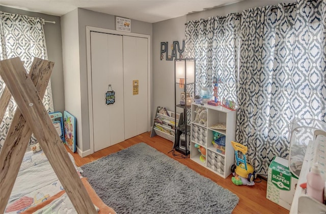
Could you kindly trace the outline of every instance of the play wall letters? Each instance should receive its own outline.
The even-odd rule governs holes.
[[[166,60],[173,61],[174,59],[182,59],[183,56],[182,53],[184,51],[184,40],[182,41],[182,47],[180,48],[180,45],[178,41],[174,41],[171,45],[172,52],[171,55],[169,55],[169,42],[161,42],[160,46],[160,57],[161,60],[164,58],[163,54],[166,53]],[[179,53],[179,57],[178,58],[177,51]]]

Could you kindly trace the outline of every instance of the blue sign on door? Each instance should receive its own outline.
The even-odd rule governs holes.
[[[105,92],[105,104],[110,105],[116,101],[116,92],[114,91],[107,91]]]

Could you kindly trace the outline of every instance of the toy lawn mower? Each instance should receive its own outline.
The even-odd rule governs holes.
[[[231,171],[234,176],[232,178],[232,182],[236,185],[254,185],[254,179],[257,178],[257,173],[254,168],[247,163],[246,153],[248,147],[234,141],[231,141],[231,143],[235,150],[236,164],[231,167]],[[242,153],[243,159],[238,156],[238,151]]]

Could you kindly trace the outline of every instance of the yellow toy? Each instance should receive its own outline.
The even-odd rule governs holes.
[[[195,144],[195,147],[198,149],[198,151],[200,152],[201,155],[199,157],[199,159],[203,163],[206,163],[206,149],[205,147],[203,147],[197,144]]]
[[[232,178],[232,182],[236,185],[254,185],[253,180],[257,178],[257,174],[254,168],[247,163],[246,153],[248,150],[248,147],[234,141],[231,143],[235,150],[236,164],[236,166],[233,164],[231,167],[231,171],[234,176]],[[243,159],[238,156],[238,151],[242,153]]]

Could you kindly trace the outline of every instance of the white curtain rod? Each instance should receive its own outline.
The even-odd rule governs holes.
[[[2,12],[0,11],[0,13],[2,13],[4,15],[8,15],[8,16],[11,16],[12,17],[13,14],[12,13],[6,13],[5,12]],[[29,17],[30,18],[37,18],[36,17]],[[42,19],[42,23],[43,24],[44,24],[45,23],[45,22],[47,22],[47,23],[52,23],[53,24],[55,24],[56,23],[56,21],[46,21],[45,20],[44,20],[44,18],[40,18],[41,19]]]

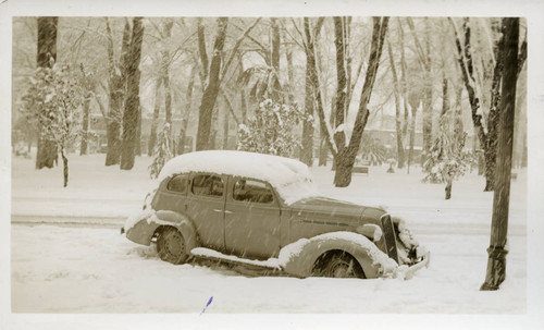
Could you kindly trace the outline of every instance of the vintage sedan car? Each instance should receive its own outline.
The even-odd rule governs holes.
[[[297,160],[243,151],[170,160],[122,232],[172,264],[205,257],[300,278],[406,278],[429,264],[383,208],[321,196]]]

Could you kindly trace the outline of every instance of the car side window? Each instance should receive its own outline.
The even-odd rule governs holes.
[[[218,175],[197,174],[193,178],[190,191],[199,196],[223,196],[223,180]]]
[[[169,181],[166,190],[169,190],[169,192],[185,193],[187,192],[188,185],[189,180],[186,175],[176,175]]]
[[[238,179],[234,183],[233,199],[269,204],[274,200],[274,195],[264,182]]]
--
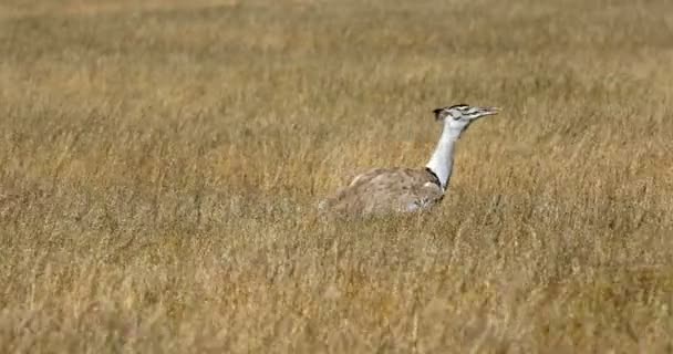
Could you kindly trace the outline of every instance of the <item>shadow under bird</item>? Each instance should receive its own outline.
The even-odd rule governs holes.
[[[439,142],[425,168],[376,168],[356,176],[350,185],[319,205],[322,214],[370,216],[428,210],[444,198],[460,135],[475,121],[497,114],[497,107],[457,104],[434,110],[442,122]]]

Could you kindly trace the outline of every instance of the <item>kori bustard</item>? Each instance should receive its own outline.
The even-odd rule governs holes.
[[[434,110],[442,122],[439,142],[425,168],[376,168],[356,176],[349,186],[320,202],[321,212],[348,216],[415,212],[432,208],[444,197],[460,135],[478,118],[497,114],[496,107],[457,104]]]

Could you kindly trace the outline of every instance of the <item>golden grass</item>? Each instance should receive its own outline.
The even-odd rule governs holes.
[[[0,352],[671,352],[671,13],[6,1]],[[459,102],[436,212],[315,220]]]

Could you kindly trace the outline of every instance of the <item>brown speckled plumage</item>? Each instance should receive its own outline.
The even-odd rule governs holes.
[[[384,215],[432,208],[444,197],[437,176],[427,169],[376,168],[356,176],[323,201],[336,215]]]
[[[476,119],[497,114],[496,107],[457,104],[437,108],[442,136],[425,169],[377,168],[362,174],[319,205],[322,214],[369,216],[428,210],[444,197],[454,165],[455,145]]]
--
**What this task involves:** Return each line of the data above that contains the string "sign". Case counts.

**Exercise result:**
Could you kindly trace the outline of every instance of the blue sign on door? Each instance should receive its own outline.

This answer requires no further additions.